- **AUSGANGSTEXT**:

● ● ● ●

Die Bewertung wurde anonym abgegeben; der Arzt wusste daher nicht, wer ihn bewertet hatte. Betreiber von Bewertungsportalen müssen den Klarnamen grundsätzlich auch nicht preisgeben, weil sie es gar nicht dürfen. Etwas anderes gilt nur dann, wenn eine Straftat vorliegt oder Urheberrechte verletzt sind, also wenn z.B. jemand Bilder oder Musik unberechtigt ins Internet stellt. Beides ist bei einer Bewertung aber nur sehr selten der Fall. Zudem hat der Gesetzgeber, als er diese Ausnahmen im Bundestag besprochen hat, auch den Fall einer Persönlichkeitsverletzung diskutiert. Im Ergebnis sind Persönlichkeitsrechtsverletzungen aber nicht als Ausnahme ins Gesetz hineingeschrieben worden. Der BGH hat daher gesagt, dass der Gesetzgeber offenbar großen Wert darauf gelegt habe, dass anonyme Bewertungen möglich bleiben. Eine Ausweitung der Befugnis des Portalbetreibers zur Preisgabe des Klarnamens bei Persönlichkeitsrechtsverletzungen möge daher zwar wünschenswert sein. Eine solche Regelung müsse jedoch der Gesetzgeber treffen (BGH-Urteil vom 01.07.2014, AZ: VI ZR 345/13). Und dies hat er bislang nicht getan.
Musste der betroffene Arzt bei dem Bewertungsportal mitmachen?

● ● ● ●

- **ZU BEARBEITENDE AUFGABEN**:
(a) Nenne alle Fälle, die der Text über anonyme Arztbewertungen im Zusammenhang mit einer Preisgabe des Klarnamens durch Portalbetreiber erwähnt.
(b) Führe den Text über anonyme Arztbewertungen im Anschluss an die Frage fort, mit der er endet.

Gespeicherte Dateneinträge
● ● ● ●

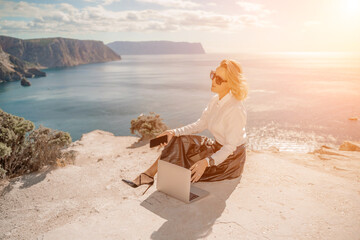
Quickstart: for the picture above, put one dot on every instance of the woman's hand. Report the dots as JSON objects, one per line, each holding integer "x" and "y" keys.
{"x": 198, "y": 169}
{"x": 169, "y": 133}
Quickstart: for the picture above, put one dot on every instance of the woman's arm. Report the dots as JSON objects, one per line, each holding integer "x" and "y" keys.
{"x": 235, "y": 134}
{"x": 195, "y": 127}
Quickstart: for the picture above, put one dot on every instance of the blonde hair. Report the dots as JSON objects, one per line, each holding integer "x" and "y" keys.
{"x": 236, "y": 80}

● ● ● ●

- **LÖSUNGEN**:
(a)
- Straftat
- Verletzung von Urheberrechten, z. B. wenn jemand Bilder oder Musik unberechtigt ins Internet stellt
- Persönlichkeitsrechtsverletzung: im Bundestag diskutiert, aber nicht als Ausnahme ins Gesetz aufgenommen

(b)
Ja, denn nach Auffassung des BGH liegt es im Interesse der Öffentlichkeit, dass die Qualität der ärztlichen Arbeit bewertet wird. Dies trage zu einer Verbesserung der Qualität bei. Daher müsse ein Arzt es hinnehmen, dass er auf einem Bewertungsportal gelistet ist und bewertet werden kann. Ein Arzt könne nicht verlangen, aus dem Bewertungsportal entfernt zu werden. Für Anwälte hat der Europäische Gerichtshof für Menschenrechte (EGMR) ebenfalls entschieden, dass ein Anwalt es grundsätzlich hinnehmen müsse, dass seine Arbeit bewertet wird. Es liege im Interesse der Öffentlichkeit, über die Qualität anwaltlicher Tätigkeit informiert zu werden (Urteil vom 24.11.2015 AZ: 2966/13).
Müssen Portalbetreiber alle Bewertungen prüfen?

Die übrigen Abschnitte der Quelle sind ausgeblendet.